▶ [Pointing and labeling entries]

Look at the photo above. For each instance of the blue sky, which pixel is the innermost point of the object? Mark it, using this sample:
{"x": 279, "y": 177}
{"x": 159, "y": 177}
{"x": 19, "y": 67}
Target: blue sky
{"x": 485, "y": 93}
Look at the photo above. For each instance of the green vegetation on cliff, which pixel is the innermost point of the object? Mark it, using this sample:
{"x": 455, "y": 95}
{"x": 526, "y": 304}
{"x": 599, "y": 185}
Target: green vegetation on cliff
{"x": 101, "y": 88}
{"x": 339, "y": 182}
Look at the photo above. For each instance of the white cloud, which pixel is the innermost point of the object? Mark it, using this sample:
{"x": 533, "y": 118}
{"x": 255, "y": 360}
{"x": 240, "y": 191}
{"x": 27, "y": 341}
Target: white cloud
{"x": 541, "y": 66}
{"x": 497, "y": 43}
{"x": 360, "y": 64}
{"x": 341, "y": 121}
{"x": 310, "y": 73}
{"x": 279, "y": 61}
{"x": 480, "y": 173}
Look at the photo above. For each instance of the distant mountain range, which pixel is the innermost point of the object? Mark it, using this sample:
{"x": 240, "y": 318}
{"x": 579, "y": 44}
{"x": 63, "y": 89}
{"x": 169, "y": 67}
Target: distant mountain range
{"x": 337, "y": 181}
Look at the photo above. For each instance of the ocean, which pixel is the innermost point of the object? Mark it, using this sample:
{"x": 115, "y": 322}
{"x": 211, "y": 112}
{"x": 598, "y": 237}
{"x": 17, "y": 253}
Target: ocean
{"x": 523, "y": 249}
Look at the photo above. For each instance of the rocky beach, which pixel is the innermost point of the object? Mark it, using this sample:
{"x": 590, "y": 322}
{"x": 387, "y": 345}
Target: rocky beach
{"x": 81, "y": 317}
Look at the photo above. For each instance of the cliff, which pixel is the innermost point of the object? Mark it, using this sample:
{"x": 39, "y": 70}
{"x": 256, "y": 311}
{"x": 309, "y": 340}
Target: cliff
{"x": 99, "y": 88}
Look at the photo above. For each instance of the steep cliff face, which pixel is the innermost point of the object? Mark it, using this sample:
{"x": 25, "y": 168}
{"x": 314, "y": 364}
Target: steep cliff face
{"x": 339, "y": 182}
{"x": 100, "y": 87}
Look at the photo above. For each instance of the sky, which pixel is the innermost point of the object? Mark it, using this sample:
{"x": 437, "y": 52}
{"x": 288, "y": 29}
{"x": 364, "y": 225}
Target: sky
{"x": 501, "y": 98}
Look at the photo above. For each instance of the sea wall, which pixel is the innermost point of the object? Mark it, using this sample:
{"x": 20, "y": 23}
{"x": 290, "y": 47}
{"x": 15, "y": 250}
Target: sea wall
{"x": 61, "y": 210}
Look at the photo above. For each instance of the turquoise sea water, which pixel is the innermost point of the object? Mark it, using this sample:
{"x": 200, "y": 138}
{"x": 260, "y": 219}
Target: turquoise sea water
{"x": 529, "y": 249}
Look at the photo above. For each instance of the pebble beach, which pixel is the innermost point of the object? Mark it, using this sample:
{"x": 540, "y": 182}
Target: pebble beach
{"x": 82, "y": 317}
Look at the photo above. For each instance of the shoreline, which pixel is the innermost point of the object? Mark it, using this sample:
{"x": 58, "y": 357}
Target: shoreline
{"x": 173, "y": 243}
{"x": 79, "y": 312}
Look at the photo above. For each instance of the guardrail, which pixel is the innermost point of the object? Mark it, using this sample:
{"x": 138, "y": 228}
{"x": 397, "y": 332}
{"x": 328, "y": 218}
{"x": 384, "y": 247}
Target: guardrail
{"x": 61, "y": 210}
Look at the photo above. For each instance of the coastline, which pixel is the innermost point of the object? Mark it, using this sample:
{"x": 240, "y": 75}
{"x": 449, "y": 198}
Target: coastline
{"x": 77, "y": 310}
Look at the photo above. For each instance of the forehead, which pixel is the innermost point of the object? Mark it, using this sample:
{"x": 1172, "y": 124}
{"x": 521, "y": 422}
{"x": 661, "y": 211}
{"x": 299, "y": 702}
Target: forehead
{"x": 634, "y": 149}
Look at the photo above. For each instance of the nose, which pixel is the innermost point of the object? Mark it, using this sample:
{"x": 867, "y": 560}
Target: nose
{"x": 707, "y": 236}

▶ [GOAL] Put the lines running from the one containing "the forehead, which" through the end of the entries into a JSON list of strings, with one string per line and blank lines omitted.

▶ [EXERCISE RESULT]
[
  "Look at the photo above. For each instance of the forehead, which pixel is the innermost point of the object? Mark it, using this sample:",
  "{\"x\": 1172, \"y\": 124}",
  "{\"x\": 521, \"y\": 422}",
  "{\"x\": 661, \"y\": 211}",
  "{\"x\": 299, \"y\": 702}",
  "Target: forehead",
  "{\"x\": 634, \"y\": 149}",
  "Look at the photo above. For each instance of the nose, which pixel is the innermost point of the object? Mark it, using this sample:",
  "{\"x\": 867, \"y\": 560}",
  "Target: nose",
  "{\"x\": 707, \"y\": 236}"
]